Set of tasks →
**A.** In the post about whether highly specialized questions are on topic, what does the writer call closing such questions as too localised?
**B.** Write the next part of the post about whether highly specialized questions are on topic, starting after its last sentence.

Yes, they're on topic.

(...) their defining characteristic is that they require someone with exactly the knowledge they're looking for, but the likelihood that someone with that exact knowledge wandering in and answering their question is vanishingly small.

All three examples you listed seem like perfectly valid questions to me. Whether the expertise exists to answer it isn't a problem with the question itself: it could be perfectly fine, and the fact a question might require specialist knowledge doesn't make that question bad - it's the reason we're here!

Whether a question might not get answered has nothing to do with whether it's a good, on topic question. They simply have no connection. It's not a problem with the question itself. It just indicates a missing in our audience's expertise. It's not the question's problem if we don't have someone with the required expertise to answer it (yet).

I don't even see why these would get closed as too localised - that sounds like a terrible misuse of that close vote reason to me.

How would you close these, anyway?

Material from a collection

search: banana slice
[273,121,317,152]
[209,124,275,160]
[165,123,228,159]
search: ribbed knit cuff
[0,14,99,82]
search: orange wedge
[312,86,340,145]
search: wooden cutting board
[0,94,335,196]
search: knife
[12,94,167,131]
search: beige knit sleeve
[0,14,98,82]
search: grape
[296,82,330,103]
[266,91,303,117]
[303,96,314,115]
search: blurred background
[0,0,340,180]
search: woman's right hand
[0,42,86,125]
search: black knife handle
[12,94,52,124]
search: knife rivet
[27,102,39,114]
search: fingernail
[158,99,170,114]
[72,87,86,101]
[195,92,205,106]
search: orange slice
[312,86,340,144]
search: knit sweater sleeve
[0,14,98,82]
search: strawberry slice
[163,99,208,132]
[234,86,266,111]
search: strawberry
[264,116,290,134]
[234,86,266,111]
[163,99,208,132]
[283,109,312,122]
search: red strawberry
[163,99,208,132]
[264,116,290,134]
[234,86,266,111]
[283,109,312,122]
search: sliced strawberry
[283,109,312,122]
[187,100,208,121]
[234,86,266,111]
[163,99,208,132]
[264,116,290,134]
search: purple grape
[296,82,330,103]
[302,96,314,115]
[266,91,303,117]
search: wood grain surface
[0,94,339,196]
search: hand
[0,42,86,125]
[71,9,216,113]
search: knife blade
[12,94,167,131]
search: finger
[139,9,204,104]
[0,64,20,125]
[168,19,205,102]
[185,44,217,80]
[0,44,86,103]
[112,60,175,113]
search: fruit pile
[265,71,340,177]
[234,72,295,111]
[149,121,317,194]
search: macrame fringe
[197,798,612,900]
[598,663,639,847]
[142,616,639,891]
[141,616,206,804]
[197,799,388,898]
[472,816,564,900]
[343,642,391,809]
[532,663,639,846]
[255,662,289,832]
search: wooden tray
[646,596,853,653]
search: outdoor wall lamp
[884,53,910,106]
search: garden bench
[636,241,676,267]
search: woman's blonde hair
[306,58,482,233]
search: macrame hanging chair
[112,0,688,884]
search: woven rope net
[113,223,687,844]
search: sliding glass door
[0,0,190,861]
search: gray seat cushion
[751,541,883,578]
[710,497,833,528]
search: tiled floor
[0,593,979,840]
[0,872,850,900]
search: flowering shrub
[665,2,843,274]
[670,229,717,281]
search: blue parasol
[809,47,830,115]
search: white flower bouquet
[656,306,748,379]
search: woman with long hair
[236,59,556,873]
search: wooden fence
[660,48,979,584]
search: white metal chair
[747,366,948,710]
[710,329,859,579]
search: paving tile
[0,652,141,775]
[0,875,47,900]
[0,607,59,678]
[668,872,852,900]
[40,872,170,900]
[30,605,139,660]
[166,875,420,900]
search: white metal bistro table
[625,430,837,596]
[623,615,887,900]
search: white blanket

Answer list →
**A.** A terrible misuse of that close vote reason.

**B.**
The identifying criteria for these questions is that they have a small chance of being answered. Obscurity does not make things off topic here.

In light of the fact we can't see the future, the only way to determine whether a question fits this criteria is to wait a few weeks or months. We can't close it right away saying "I don't think this will get answered", since a weird-looking question might get answered the following day by someone who had to go down that weird road a few weeks ago.

This wait-and-see thing would just boil down to this rules change: every question that doesn't get answered within X weeks/months is automatically off topic and close-worthy. That would be silly. Let's not do this.

The fact we can't judge anything about this by the question alone is, to me, the strongest indicator that these questions are fine and there's nothing wrong with them.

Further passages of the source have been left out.